» QUOTED TEXT:
Modern Open Source Messaging: NATS, RabbitMQ, Apache Kafka, hmbdc, Synapse, NSQ and Pulsar

Philip Feng Ph.D
9 min readDec 12, 2018

--

# NATS: Ruby then Go
https://nats.io/

https://github.com/nats-io/nats-streaming-server
NATS was originally built with Ruby and achieved a respectable 150k messages per second. The team rewrote it in Go, and now you can do an absurd 8–11 million messages per second. It works as a publish-subscribe engine, but you can also get synthetic queuing.

Pros:
Slogan: always on and available, dial tone
Concise design
Low CPU-consuming
Fast: Ahigh-velocity communication bus
High availability
High scalability
Light-weight: It’s tiny, just a 3MB Docker image!
Once deployment

Cons:
Fire and forget, no persistence: NATS doesn’t do persistent messaging; if you’re offline, you don’t get the message.
No transaction
No enhanced delivery modes
No enterprise queueing

In general, NATS and Redis are better suited to smaller messages (well below 1MB), in which latency tends to be sub-millisecond up to four nines.
NATS is not HTTP, it’s its own very simple text-based protocol, RPC-like. So it does not add any header to the message envelope.

NATS doesn’t have replication, sharding or total ordering. With NATS, queues are effectively sharded by node. If a node dies, its messages are lost.
Incoming messages to the live nodes will still go to connected subscribers, and subscribers are expected to reconnect to the pool of available nodes. Once a previously dead node rejoins, it will start receiving messages.
NATS in this case replaces something like HAProxy; a simple in-memory router of requests to backends.

Users of NATS include Buzzfeed, Tinder, Stripe, Rakutan, Ericsson, HTC, Siemens, VMware, Pivotal, GE and Baidu among many.
One use case: “We’re using NATS for synchronous communication, sending around 10k messages each second through it. Must say that the stability is great, even with larger payloads (over 10MB in size). We’re running it in production for a couple of weeks now and haven’t had any issues. The main limitation is that there is no federation and massive clustering. You can have a pretty robust cluster, but each node can only forward once, which is limiting.”

# RabbitMQ:
RabbitMQ is a messaging engine that follows the AMQP 0.9.1 definition of a broker. It follows a standard store-and-forward pattern where you have the option to store the data in RAM, on disk, or both. It supports a variety of message routing paradigms. RabbitMQ can be deployed in a clustered fashion for performance, and mirrored fashion for high availability. Consumers listen directly on queues, but publishers only know about “exchanges.” These exchanges are linked to queues via bindings, which specify the routing paradigm (among other things). RabbitMQ does persist messages to disk. https://www.rabbitmq.com/persistence-conf.html
Unlike NATS, it’s a more traditional message queue in the sense that it supports binding queues and transactional-delivery semantics.

» TO BE DONE:
1) Can you reproduce the messaging article word for word, starting at "No transaction" and ending at "start receiving messages."?
2) What drawbacks does the messaging article list for NATS under "Cons:"?
3) Can you extend the article on open source messaging, picking up right after its final sentence?

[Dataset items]

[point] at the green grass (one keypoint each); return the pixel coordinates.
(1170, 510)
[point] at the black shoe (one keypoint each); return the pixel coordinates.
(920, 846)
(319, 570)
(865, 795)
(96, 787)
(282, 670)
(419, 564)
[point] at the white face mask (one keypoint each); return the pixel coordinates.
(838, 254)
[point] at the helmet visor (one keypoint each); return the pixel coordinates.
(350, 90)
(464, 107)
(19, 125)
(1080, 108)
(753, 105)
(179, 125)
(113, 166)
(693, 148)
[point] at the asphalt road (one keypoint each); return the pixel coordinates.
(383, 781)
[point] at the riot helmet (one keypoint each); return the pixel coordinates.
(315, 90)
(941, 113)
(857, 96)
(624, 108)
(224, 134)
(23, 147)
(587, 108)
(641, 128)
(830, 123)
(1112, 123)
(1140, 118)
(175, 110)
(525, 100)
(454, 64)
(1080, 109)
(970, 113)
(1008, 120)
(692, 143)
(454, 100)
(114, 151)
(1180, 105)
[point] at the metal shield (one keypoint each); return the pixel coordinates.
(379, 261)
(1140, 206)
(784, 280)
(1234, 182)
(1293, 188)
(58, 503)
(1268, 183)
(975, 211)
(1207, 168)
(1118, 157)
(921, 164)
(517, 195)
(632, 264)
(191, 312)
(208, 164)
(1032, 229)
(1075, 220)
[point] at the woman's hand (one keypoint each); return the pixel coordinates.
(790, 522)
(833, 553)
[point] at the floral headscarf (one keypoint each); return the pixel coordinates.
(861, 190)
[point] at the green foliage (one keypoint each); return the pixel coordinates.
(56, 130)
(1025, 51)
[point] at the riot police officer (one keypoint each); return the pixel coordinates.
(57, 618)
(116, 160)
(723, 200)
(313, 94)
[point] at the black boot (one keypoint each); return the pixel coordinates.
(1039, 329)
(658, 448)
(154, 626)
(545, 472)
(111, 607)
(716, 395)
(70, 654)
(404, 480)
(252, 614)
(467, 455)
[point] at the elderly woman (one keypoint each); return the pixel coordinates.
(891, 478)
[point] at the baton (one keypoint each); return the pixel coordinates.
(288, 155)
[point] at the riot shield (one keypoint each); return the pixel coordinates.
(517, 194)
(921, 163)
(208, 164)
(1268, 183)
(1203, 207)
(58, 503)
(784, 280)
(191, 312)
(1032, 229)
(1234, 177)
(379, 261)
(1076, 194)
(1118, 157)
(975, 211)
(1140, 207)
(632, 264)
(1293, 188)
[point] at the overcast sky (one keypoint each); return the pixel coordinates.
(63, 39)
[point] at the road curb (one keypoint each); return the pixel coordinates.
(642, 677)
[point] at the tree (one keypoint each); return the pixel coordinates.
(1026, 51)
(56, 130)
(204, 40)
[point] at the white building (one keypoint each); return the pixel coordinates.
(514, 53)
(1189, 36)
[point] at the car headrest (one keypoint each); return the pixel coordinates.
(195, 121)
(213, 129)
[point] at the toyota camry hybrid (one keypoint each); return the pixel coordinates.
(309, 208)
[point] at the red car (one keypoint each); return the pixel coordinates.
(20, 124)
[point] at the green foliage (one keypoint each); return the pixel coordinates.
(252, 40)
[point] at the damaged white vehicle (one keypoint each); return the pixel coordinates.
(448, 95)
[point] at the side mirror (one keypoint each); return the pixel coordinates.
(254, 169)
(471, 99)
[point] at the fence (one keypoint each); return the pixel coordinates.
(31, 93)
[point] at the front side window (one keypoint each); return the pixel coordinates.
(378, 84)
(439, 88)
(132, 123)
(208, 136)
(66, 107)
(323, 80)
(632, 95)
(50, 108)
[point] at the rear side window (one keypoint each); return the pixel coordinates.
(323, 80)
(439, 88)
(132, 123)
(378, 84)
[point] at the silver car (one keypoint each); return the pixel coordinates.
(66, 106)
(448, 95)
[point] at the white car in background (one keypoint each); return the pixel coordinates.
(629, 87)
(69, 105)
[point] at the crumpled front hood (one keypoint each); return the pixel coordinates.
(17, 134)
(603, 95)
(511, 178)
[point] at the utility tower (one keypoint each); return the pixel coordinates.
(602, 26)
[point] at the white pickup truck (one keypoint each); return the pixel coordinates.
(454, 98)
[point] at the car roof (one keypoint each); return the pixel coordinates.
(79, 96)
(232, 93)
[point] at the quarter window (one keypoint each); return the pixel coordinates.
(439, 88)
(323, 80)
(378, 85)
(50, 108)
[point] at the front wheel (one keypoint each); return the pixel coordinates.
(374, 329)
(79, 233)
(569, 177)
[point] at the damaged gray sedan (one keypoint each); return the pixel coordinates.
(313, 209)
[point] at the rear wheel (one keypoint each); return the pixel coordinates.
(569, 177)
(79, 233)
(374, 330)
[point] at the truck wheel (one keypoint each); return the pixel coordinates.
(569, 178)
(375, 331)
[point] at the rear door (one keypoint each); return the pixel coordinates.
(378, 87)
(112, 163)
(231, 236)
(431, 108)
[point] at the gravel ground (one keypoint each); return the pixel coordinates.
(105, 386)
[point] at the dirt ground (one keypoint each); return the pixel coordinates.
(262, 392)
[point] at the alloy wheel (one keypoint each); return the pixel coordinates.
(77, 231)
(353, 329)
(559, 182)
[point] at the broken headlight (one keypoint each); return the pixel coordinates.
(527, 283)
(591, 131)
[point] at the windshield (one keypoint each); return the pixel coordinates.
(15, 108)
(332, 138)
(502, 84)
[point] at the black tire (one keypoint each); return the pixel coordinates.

» OUTPUTS FOR THE TASKS:
1)
No transaction
No enhanced delivery modes
No enterprise queueing

In general, NATS and Redis are better suited to smaller messages (well below 1MB), in which latency tends to be sub-millisecond up to four nines.
NATS is not HTTP, it’s its own very simple text-based protocol, RPC-like. So it does not add any header to the message envelope.

NATS doesn’t have replication, sharding or total ordering. With NATS, queues are effectively sharded by node. If a node dies, its messages are lost.
Incoming messages to the live nodes will still go to connected subscribers, and subscribers are expected to reconnect to the pool of available nodes. Once a previously dead node rejoins, it will start receiving messages.

2)
- Fire and forget, no persistence
- No transaction
- No enhanced delivery modes
- No enterprise queueing

3)
Consequently, RabbitMQ is a more “heavyweight” queuing solution and tends to pay an additional premium with.

Cons:
RabbitMQ’s high availability support is terrible. It’s a single point of failure no matter how you turn it because it cannot merge conflicting queues that result from a split-brain situation. Partitions can happen not just on network outage, but also in high-load situations.

# Kafka: Scala
With Kafka, you can do both real-time and batch processing. Kafka runs on JVM (Scala to be specific). Ingest tons of data, route via publish-subscribe (or queuing). The broker barely knows anything about the consumer. All that’s really stored is an “offset” value that specifies where in the log the consumer left off.
Unlike many integration brokers that assume consumers are mostly online, Kafka can successfully persist a lot of data and supports “replay” scenarios.
The architecture is fairly unique; Topics are arranged in partitions (for parallelism), and partitions are replicated across nodes (for high availability).

Kafka is used by Unicorn startups, IOT, health, and large financial organizations ( LinkedIn, FB, Netflix, GE, Bank OF America, Fannie Mae, Chase Bank .. and so on…)
NATS is a very small infrastructure compared to Kafka. Kafka is more matured compared to Nats and performs very well with huge data streams.
NATS Server has a subset of the features in Kafka as it is focused on a narrower set of use cases.
NATS has been designed for scenarios where high performance and low latency are critical but losing some data is fine if needed in order to keep up with data-what the NATS documentation describes as “fire and forget”. Architecturally, that’s because NATS doesn’t have a persistence layer to use to store data durably.
While Kafka does have a persistence layer (using storage on the cluster).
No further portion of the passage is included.